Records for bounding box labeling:
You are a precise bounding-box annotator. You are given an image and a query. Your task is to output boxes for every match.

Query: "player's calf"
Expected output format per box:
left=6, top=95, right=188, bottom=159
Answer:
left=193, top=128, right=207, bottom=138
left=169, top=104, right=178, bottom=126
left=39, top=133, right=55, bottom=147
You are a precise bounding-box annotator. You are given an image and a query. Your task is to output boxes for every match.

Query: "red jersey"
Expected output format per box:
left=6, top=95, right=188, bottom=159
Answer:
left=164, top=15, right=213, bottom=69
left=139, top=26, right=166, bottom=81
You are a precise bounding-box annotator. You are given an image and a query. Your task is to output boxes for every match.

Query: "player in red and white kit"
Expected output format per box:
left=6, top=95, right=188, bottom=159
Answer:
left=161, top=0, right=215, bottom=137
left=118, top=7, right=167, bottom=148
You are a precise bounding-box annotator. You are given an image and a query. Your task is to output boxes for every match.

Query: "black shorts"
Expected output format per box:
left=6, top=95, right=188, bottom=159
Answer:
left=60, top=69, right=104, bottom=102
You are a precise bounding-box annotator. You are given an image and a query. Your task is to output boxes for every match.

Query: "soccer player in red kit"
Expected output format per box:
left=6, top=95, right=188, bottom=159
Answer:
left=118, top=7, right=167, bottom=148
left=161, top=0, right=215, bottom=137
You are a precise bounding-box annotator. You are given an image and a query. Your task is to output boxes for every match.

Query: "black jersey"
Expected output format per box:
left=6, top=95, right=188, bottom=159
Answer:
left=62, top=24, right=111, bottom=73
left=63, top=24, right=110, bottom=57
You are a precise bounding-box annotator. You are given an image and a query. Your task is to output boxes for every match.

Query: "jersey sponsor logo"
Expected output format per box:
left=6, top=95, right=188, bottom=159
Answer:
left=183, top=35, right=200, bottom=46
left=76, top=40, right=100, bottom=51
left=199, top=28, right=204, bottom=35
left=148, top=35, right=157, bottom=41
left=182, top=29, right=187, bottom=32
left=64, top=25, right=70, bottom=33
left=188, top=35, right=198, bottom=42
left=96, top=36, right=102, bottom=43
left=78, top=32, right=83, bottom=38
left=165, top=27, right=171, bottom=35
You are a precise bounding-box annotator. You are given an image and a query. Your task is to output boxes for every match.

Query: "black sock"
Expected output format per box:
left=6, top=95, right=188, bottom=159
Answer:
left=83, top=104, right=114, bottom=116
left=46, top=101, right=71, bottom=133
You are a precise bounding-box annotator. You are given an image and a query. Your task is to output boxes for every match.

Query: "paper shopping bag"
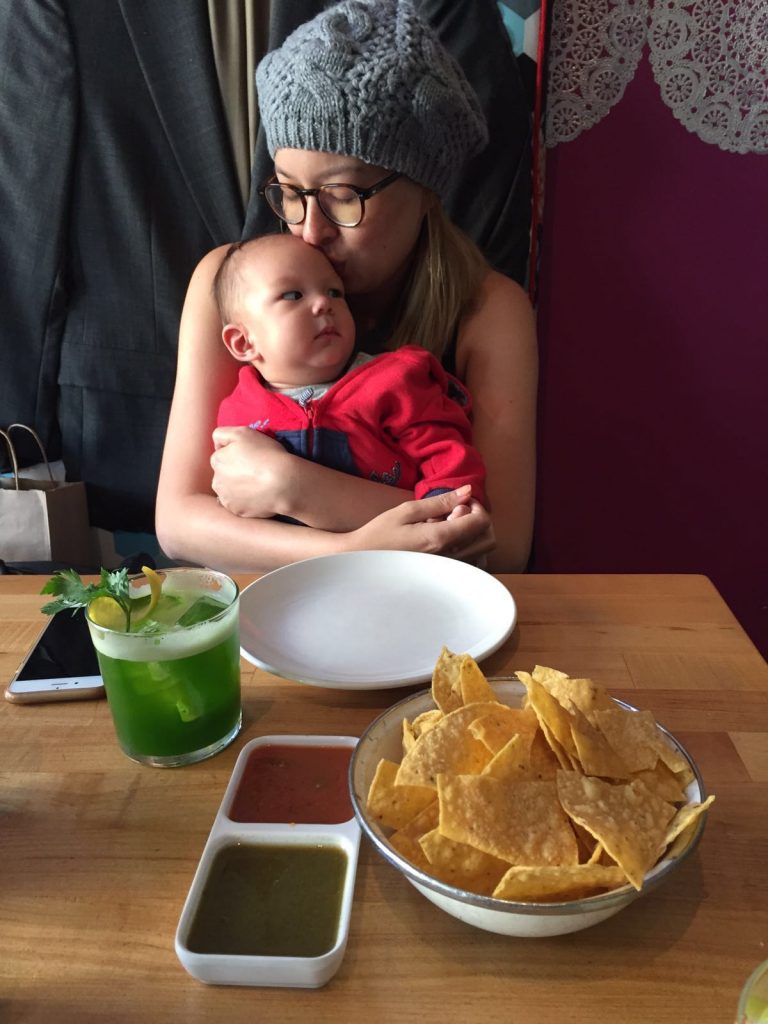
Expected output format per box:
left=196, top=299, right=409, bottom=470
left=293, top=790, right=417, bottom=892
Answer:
left=0, top=423, right=96, bottom=565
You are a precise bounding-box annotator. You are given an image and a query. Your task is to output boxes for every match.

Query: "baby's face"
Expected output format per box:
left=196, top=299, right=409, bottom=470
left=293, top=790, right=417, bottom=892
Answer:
left=242, top=236, right=354, bottom=387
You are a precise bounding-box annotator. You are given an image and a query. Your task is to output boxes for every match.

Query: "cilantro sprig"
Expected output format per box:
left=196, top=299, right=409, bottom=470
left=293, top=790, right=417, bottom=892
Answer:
left=40, top=568, right=132, bottom=632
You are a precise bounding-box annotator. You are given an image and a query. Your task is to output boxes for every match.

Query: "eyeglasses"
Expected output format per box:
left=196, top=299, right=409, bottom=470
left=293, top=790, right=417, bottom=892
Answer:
left=259, top=171, right=402, bottom=227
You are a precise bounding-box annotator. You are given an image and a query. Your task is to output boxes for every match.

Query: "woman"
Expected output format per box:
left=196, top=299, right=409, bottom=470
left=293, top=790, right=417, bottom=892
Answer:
left=157, top=0, right=537, bottom=571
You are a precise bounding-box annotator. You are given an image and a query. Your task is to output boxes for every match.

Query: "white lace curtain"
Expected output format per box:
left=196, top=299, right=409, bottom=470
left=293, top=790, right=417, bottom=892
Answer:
left=545, top=0, right=768, bottom=154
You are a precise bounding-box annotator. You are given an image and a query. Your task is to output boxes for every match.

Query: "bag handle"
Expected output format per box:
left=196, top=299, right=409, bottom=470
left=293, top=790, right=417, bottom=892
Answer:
left=0, top=430, right=18, bottom=490
left=0, top=423, right=55, bottom=490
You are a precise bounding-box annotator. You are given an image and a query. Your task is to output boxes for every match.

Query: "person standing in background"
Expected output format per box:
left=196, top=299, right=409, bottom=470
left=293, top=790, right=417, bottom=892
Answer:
left=0, top=0, right=529, bottom=544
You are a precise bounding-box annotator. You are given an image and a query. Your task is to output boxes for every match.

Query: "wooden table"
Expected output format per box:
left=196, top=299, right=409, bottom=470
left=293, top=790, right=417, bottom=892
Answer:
left=0, top=575, right=768, bottom=1024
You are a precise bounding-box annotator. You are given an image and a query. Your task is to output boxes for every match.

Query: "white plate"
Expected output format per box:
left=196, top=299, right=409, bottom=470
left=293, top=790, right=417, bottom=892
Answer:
left=240, top=551, right=517, bottom=690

- REQUEST -
Rewrite the records as a numbered list from the first line through the line that contains "left=39, top=133, right=55, bottom=147", leaving out blank lines.

- EXERCISE SOLUTION -
1. You are a precise bounding-box annotator. You are given an image and a query. Your task is to output boxes for every match.
2. Query: "player's calf"
3. Expected output format per box:
4. left=6, top=95, right=188, bottom=159
5. Answer:
6. left=193, top=128, right=207, bottom=138
7. left=169, top=104, right=178, bottom=126
8. left=39, top=133, right=55, bottom=147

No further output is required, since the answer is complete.